> _Extract_:
—————
The next problem was to make these bets fast enough. I chose to bet on all favourites starting between evens and 2 to 1 against. This allowed for the payment of betting tax on winnings. Odds-on bets made doubling up on losses impossibly risky. Favourites in Britain win one in three races on average. I could not afford the time to select bets based on studying form, so I made them mechanically until I reached four consecutive losses. The fifth bet in a losing sequence meant placing a bet around 16 times the original stake to win it back (over £3, now £64). At this point I slowed down and picked my bets, using my knowledge and best guesses. In four years as an undergraduate, the longest losing sequence I had was seven bets, meaning that the seventh bet cost over 60 times the original stake in order to recoup my losses (£12 or an eighth of my total fund, £250 now). It wasn’t a pleasant experience – my hands were shaking and I was sweating — but I only had to endure these extended losing runs two or three times.

Operating this system wasn’t even the main problem. In Britain the gatekeepers (bookmakers, casinos) have the legal right to refuse anyone a bet. They are especially likely to do so if they believe he is operating a scientific system like card counting at blackjack or using a martingale on red or black at roulette. When my system settled down, I made an average 8 per cent on turnover. I disguised the regularity of this return by spreading my custom between three betting shops and varying how much I won or lost at each, so that I came across as a high-volume punter who didn’t cost them much. I stopped keeping a record after a while since I knew by then that I couldn’t lose.

I made occasional bets outside my system. I had an ally in the college kitchen manager whom the students condescended to (he had a fake posh London accent that didn’t conceal its working class origins) by addressing him with his surname. I called him “mister”. We shared a consuming interest in betting on the horses. He would give me tips he got from Newmarket, racing headquarters only a few miles from Cambridge. Once he told me that three horses from the Jarvis stable were going to win at Yarmouth that day. They would start at short odds, so it was worth betting on them as an accumulator treble. I put £5 on the treble (which was a lot then, £100 now). The first horse won at evens, the second at 6-4 on. The third drifted out in the betting to 8-1…and won! The treble paid off at 30-1: £150 (a term’s stipend or £3,000 today).
—————
> _Object location annotation data_:
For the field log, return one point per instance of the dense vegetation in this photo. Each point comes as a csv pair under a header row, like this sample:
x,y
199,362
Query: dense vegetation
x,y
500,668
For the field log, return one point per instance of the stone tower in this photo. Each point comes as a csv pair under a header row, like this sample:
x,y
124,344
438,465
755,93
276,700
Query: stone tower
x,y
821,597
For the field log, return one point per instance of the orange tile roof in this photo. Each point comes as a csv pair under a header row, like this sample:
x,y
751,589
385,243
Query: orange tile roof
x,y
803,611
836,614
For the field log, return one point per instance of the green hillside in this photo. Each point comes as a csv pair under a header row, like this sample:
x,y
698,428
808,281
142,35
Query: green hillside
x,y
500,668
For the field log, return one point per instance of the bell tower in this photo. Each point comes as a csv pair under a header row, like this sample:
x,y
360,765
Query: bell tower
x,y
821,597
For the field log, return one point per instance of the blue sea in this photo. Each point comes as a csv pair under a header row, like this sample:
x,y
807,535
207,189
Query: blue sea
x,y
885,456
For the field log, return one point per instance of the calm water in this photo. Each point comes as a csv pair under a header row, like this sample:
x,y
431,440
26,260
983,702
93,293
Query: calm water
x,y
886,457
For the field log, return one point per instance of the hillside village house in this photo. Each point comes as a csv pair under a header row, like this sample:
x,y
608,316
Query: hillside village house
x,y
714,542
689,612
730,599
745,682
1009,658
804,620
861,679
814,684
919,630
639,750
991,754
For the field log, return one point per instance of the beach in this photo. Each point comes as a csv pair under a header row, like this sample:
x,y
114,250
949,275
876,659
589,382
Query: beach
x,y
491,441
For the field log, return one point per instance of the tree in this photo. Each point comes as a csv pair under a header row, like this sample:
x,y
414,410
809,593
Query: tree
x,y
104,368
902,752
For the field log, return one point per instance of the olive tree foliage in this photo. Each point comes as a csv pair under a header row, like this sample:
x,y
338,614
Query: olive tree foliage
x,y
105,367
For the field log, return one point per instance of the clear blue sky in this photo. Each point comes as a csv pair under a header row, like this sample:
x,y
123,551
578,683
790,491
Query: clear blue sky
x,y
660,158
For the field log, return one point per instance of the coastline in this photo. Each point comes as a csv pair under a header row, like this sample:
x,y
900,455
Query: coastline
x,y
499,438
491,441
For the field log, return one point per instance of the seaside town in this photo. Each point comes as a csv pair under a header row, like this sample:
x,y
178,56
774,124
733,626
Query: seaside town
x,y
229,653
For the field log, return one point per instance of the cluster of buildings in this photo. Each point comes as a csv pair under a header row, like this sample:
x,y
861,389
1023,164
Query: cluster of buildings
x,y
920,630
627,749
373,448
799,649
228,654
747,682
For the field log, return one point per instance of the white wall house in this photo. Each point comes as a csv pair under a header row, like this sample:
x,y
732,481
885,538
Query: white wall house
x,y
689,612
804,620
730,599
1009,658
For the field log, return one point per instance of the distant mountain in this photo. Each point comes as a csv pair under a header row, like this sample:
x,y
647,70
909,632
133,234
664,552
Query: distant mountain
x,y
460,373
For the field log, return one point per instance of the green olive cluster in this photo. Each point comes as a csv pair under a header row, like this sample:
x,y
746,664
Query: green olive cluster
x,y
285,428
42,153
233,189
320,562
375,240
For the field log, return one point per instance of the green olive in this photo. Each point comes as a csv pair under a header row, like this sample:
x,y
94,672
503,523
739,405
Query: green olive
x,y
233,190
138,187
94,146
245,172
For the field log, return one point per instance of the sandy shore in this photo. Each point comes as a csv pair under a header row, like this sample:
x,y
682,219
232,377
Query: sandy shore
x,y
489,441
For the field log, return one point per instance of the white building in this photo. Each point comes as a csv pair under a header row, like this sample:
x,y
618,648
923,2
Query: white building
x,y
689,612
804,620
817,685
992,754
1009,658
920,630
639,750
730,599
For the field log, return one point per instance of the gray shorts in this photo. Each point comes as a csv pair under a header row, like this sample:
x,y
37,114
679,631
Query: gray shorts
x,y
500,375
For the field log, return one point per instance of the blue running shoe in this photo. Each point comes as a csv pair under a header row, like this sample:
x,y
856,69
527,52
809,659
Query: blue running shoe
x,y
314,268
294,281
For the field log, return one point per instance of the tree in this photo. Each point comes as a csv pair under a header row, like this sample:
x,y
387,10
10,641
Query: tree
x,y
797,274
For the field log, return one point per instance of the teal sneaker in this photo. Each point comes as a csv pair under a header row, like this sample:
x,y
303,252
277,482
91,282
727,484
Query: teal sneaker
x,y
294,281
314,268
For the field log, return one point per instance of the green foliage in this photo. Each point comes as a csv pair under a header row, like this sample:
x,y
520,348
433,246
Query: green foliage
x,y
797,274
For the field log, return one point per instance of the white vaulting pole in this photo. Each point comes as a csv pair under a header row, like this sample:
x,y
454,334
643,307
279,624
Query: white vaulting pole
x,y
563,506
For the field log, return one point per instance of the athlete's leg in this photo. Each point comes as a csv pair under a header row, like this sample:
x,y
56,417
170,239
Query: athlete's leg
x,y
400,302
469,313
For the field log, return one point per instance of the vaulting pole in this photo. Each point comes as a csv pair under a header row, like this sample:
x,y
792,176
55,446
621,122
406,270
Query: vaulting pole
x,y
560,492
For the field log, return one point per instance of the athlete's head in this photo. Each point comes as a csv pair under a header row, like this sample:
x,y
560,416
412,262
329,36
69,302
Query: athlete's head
—————
> _Written exercise 1_:
In one to three sentences, explain why the narrator of the horse-betting extract spread bets among three betting shops.
> _Written exercise 2_:
Please resume the horse-betting extract from the point where it stops.
These records have no connection to the horse-betting extract.

> _Written answer 1_:
In Britain, bookmakers have the legal right to refuse anyone a bet, especially if they believe the bettor is using a scientific system. By spreading custom among three shops and varying wins and losses at each, the narrator disguised the regularity of the 8 per cent return and came across as a high-volume punter who didn't cost them much.

> _Written answer 2_:
My friend liked me enough to introduce me to the Cambridge underworld which met in a large mobile home that doubled as a strip club on the Newmarket Road. The main currency of Cambridge crime then was food, supplied by college kitchen managers to Cypriot restaurateurs. Students paid for their meals in advance, but they were so bad that they sometimes paid to eat at the Cypriot restaurants instead. There was an incipient Italian mafia based on cement, construction and pizza. Otherwise the denizens of the strip club included the usual bent policemen and former jockeys from Newmarket. One of my side lines was playing cards for money: three-card brag with Northern working class students and bridge for high stakes with the rich boys. My first decade, when I learned to play cards really well for my age, paid off at this time.

Overall, I roughly doubled my grant each year. In all my time as an undergraduate, I never worked for wages, took no money from my parents (although I used their home for free board and lodging) and had enough money to pay for my drinking bills, buy a lot of books and cinema tickets and take two-month holidays in the Aegean every summer. My social anthropology supervisor, Jack Goody, suggested Newmarket horse-racing as a suitable topic for my doctoral research; but I didn’t fancy ending up under a truck on the Newmarket Road and went to Ghana instead, which I laughably thought would be safer.

Spending two years on fieldwork in Ghana for a PhD in social anthropology ruined my betting career. I lost track of the British horse-racing form and no longer received a regular grant cheque when I returned to write up. I kept betting on the horses at first, but unsystematically and without a capital reserve. Eventually, I was forced to acknowledge that my net returns were under a few shillings an hour. I was also married to someone else without an income. It made more sense to write my thesis and get an academic job. A PhD required more work than my undergraduate degree in any case.

This put an end to me betting in the formal sense, although I milked the 1970s housing boom while buying and selling four houses in short order. I learned quicker than most that moving often and being indebted over your head as a property-owner was a path to riches in times of high inflation. In the United States during the early 1980s I kept a gambling stake of $25,000 which deployed for short periods in New York betting on cocoa futures and in Chicago I bet on exchange-rate derivatives for a while. Money market futures were invented at the Chicago Mercantile Exchange in 1972, a year after the dollar was unpegged from gold. Agricultural markets are the most volatile of all and the farmers who sold pork bellies to German supermarkets could not predict what they would receive some months down the line. I dabbled in dollar-deutschmark exchange rate futures, using my gambling fund. I had a front seat at what became known as ‘financialization’, the process whereby finance replaced production and marketing as the main preoccupation of industrial corporations, which I called ‘virtual capitalism’ in my book on money (Hart 2000:157-165)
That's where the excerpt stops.